## REQUIRED TASK
Please copy out the lines below, switching "fire truck" to "fire engine" everywhere it occurs and keeping everything else the same.

## THE INPUT
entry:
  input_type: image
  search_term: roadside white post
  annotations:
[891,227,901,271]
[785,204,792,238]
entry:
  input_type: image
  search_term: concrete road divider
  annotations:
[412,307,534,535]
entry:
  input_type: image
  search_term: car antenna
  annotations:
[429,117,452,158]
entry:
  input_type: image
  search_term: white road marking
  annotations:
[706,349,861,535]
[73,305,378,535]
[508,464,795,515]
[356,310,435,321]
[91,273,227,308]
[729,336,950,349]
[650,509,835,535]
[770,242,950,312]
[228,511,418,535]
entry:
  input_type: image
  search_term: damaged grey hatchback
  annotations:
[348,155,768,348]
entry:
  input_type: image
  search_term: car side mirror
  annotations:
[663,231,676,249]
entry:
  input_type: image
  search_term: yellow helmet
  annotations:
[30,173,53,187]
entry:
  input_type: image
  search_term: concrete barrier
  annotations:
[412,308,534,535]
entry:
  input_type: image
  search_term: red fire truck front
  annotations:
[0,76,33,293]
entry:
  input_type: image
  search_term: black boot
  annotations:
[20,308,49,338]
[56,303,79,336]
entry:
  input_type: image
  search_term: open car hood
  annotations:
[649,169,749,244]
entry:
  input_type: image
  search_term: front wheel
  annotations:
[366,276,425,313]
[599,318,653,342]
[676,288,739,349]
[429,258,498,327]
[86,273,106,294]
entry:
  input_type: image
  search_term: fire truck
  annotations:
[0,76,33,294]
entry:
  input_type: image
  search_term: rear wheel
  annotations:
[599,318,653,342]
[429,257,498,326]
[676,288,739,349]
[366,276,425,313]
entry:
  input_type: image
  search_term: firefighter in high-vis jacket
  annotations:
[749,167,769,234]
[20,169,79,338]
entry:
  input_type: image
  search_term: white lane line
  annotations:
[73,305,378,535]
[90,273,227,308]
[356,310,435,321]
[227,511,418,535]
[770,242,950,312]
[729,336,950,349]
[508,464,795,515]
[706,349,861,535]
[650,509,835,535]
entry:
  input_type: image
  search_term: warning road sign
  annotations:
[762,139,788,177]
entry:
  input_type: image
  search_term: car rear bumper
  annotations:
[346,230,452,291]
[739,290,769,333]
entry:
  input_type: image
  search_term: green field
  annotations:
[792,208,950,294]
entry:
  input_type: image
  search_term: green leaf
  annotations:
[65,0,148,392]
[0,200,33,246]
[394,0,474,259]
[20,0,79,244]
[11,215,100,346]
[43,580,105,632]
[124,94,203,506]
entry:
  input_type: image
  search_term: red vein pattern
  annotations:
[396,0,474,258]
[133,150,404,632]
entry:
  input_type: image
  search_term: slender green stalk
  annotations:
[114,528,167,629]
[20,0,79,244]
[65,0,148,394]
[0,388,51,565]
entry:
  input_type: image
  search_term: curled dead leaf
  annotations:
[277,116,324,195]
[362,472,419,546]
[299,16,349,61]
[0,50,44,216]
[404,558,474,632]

## FULL RESPONSE
entry:
  input_type: image
  search_term: roadside white post
  annotations:
[891,227,901,271]
[785,204,792,238]
entry:
  input_type: image
  search_term: concrete road divider
  annotations:
[412,307,534,535]
entry:
  input_type: image
  search_term: car antenna
  annotations:
[429,117,452,158]
entry:
  input_type: image
  search_term: white road marking
  annotations:
[706,349,861,535]
[73,305,378,535]
[508,464,795,515]
[356,310,435,321]
[91,273,227,308]
[729,336,950,349]
[650,509,835,535]
[770,242,950,312]
[228,511,418,535]
entry:
  input_type: image
  search_term: damaged grey hatchback
  annotations:
[348,155,768,348]
entry:
  input_type: image
  search_term: car side mirror
  annotations:
[663,231,676,249]
entry:
  input_type: image
  search_term: yellow helmet
  annotations:
[30,173,53,187]
entry:
  input_type: image
  search_term: concrete barrier
  annotations:
[412,308,534,535]
entry:
  input_type: image
  search_term: red fire engine front
  annotations:
[0,76,33,293]
entry:
  input_type: image
  search_term: black boot
  annotations:
[20,308,49,338]
[56,303,79,336]
entry:
  input_type: image
  search_term: open car hood
  annotations:
[649,169,749,244]
entry:
  input_type: image
  search_term: front wheel
  annotations:
[366,276,425,313]
[599,318,653,342]
[676,288,739,349]
[429,258,498,327]
[86,273,106,294]
entry:
  input_type: image
  search_term: fire engine
  annotations:
[0,76,33,294]
entry:
  input_type: image
  search_term: rear wheel
  annotations:
[599,318,653,342]
[429,257,498,326]
[676,288,739,349]
[366,276,425,313]
entry:
  input_type: image
  search_term: firefighter in high-vis jacket
  annotations:
[749,167,769,234]
[20,169,79,338]
entry:
  input_type: image
  search_term: white lane line
  annotations:
[73,305,378,535]
[90,273,227,308]
[356,310,435,321]
[227,511,418,535]
[770,242,950,312]
[729,336,950,349]
[508,464,795,515]
[706,349,861,535]
[650,509,835,535]
entry:
  input_type: image
  search_term: warning road sign
  annotations:
[762,139,788,177]
entry:
  input_type: image
  search_term: car rear bumper
  annotations:
[346,230,452,291]
[739,290,769,333]
entry:
  input_type: image
  search_term: green field
  annotations:
[792,208,950,294]
entry:
  input_type: image
  search_term: green leaf
  annotations:
[65,0,148,392]
[0,200,33,246]
[394,0,474,259]
[20,0,79,244]
[11,215,100,346]
[43,580,105,632]
[124,94,203,506]
entry:
  input_type: image
  search_term: red vein pattern
  annotations:
[396,0,474,258]
[133,150,404,632]
entry:
  input_type: image
  search_term: slender green stalk
  annotations:
[114,528,167,629]
[20,0,79,244]
[65,0,148,394]
[0,388,51,565]
entry:
  input_type: image
  search_term: curled dead leaf
  annotations:
[277,116,324,195]
[362,472,419,546]
[299,16,349,61]
[0,50,44,216]
[404,558,474,632]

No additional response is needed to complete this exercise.